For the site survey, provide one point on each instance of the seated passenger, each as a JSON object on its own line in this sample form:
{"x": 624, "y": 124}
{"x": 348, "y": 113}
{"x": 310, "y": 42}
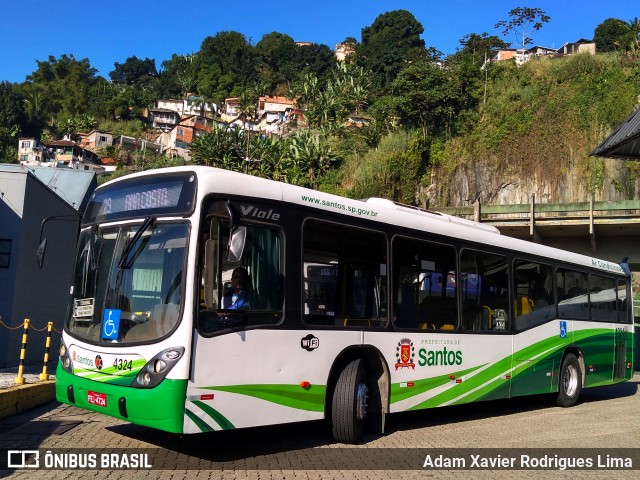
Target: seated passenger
{"x": 237, "y": 297}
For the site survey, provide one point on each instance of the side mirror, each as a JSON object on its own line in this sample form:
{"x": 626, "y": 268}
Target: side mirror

----------

Problem statement: Look through the listing above and copy each line with the word "point" in it.

Task response:
For the site survey, provide one point on each instance of the seated passenger, each as a JSON object on its own line in this sample form:
For the site survey, provide one point on each instance of the side mirror, each as a JSON object on its own line in this sample form:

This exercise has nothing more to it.